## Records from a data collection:
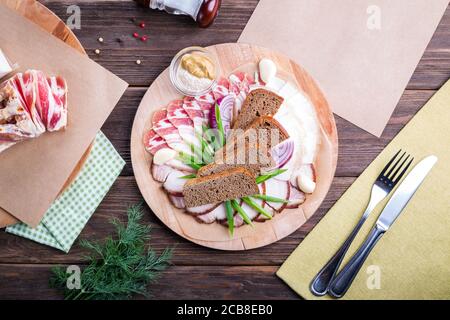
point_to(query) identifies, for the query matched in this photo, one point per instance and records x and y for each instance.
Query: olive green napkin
(412, 260)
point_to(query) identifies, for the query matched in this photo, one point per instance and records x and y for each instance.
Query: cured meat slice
(160, 172)
(194, 111)
(221, 89)
(179, 165)
(165, 129)
(153, 142)
(206, 103)
(177, 201)
(201, 210)
(181, 120)
(158, 116)
(296, 198)
(174, 182)
(30, 104)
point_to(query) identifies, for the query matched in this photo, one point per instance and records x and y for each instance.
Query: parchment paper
(33, 172)
(362, 53)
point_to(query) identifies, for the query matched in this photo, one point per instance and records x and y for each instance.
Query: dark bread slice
(231, 184)
(244, 151)
(213, 168)
(259, 102)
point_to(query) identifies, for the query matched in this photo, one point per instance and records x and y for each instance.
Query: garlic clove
(267, 69)
(163, 155)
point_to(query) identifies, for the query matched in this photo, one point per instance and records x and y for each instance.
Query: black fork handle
(344, 279)
(321, 282)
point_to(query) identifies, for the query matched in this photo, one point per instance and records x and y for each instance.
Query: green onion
(257, 207)
(230, 218)
(211, 138)
(189, 176)
(241, 212)
(206, 148)
(188, 159)
(220, 126)
(269, 198)
(269, 175)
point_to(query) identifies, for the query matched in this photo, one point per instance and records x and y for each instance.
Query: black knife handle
(344, 279)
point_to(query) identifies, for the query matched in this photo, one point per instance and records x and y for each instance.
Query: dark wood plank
(356, 147)
(168, 34)
(124, 192)
(24, 281)
(205, 273)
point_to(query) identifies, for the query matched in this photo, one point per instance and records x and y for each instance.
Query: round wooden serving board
(46, 19)
(232, 57)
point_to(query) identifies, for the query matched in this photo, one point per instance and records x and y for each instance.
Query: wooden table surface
(198, 273)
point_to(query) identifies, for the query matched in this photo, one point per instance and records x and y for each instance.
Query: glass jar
(202, 11)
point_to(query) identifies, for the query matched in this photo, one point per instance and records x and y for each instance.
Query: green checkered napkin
(69, 213)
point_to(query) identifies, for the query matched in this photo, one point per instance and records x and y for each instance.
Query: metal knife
(391, 211)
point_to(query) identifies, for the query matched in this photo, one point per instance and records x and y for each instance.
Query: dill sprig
(119, 267)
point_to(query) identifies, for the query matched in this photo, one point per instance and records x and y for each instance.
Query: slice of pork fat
(279, 189)
(174, 182)
(177, 201)
(200, 210)
(218, 214)
(160, 172)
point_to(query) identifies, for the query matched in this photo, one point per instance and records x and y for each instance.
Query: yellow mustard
(198, 65)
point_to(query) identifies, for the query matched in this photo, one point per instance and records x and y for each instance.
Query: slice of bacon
(221, 89)
(31, 104)
(153, 142)
(159, 115)
(206, 103)
(194, 111)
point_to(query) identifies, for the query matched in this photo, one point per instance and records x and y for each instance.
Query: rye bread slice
(259, 102)
(244, 151)
(231, 184)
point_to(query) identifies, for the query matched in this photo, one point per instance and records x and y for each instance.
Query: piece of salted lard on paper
(5, 66)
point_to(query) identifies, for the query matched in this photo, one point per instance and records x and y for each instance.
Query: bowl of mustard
(194, 71)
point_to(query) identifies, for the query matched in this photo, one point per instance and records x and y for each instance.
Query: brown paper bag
(362, 53)
(33, 172)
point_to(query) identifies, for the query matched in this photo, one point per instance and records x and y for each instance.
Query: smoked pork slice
(174, 182)
(203, 209)
(177, 201)
(160, 172)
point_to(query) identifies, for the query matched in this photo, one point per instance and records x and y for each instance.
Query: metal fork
(386, 181)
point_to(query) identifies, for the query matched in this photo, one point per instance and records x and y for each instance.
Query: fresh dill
(119, 267)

## REQUIREMENT:
Omit every picture while transcribing the records above exactly.

## FINAL ANSWER:
point_to(query) identifies, for the query matched in this photo, one point per instance and records x and y for each instance.
Query: olive green napkin
(412, 260)
point_to(query) identifies, for the query matched in this photo, one point per instance and records x and y for each instance.
Query: cured meat slice
(160, 172)
(194, 111)
(221, 89)
(179, 165)
(165, 129)
(153, 142)
(206, 103)
(177, 201)
(201, 210)
(181, 120)
(158, 116)
(296, 198)
(174, 182)
(30, 104)
point_to(query) identifies, for the query matched in this photo, one point per instance and records x and y for each instance.
Query: parchment paper
(33, 172)
(362, 53)
point_to(query) identifies, for the query matched in this photo, one point per instance and records x and y for each instance.
Query: dark bread slice
(231, 184)
(244, 151)
(213, 168)
(259, 102)
point_to(query) identifies, for the query matched in this photo, one point per instance and records x and y for each instance.
Query: garlic clove
(267, 69)
(163, 155)
point_to(query) identifies, for the query matched in this photo, one point per instance and records x and y for each instance.
Query: black fork handle
(344, 279)
(321, 282)
point_to(query) identifies, for the query matched in this photo, one point per instance and records x and y for each instance.
Query: green onion
(257, 207)
(230, 218)
(211, 138)
(189, 176)
(241, 212)
(206, 148)
(188, 159)
(220, 126)
(269, 198)
(269, 175)
point_to(query) identifies, for the query matched in this photo, one point per instance and records x and y for each instance.
Query: black knife handle
(344, 279)
point_to(query) identifies, for the query matched in this photo, one point per instance and records x and y for each instance.
Query: dark wood plank
(356, 147)
(168, 34)
(124, 192)
(24, 281)
(205, 273)
point_to(query) identifies, for the query matched in this photo, one point per instance and records x and y for each instance.
Query: round wooden serving board
(46, 19)
(232, 57)
point_to(query) identifies, for the query matched in this photo, one point per instance and records x and y for each instance.
Query: wooden table surface
(198, 273)
point_to(query) identifies, for the query matched in this photo, one point per instance and records x and y for each instance.
Query: glass jar
(202, 11)
point_to(query) identifies, for the query matched in this photo, one point per instance and records x and y for each instance.
Query: green checkered napkin
(69, 213)
point_to(query) identifies, for the query matched in this photo, one point per instance and records x and y for each instance.
Query: metal knife
(391, 211)
point_to(query) identifies, for the query matched in this photo, one point per instance and records x and y for each instance.
Query: dill sprig
(119, 267)
point_to(query) identifies, for the query matched in this photo, one point per instance and records x and y for each instance.
Query: slice of pork fat
(279, 189)
(174, 182)
(177, 201)
(200, 210)
(218, 214)
(160, 172)
point_to(query) identifies, for the query matched in this photo, one point per instance and records x and y for each instance.
Query: yellow mustard
(198, 65)
point_to(query) identifies, for the query matched in this photo, one point per instance and records x and y for each instance.
Query: slice of bacon
(221, 89)
(31, 104)
(153, 142)
(159, 115)
(206, 103)
(194, 111)
point_to(query) identifies, for the query matched in this photo, one point per instance and records x and y for each instance.
Query: rye bread slice
(259, 102)
(244, 151)
(231, 184)
point_to(query) identifies, for the query matched in this photo, one point per instance and records x and y for each instance.
Query: piece of salted lard on paper
(5, 66)
point_to(query) identifies, for the query matched in this photo, one point per instance and records x and y for each instance.
Query: bowl of mustard
(194, 71)
point_to(query) identifies, for the query matched in this photo, one point per instance and records x and y for each instance.
Query: brown paper bag
(362, 53)
(33, 172)
point_to(query) identifies, for the query matched in this photo, one point per instance and records x and y for each instance.
Query: smoked pork slice
(174, 182)
(203, 209)
(177, 201)
(160, 172)
point_to(query) identifies, for the query matched in this photo, one point per instance and records x and y for each instance.
Query: metal fork
(386, 181)
point_to(query) identifies, for the query matched in this photo, one point per instance and records x and y for each instance.
Query: fresh dill
(119, 267)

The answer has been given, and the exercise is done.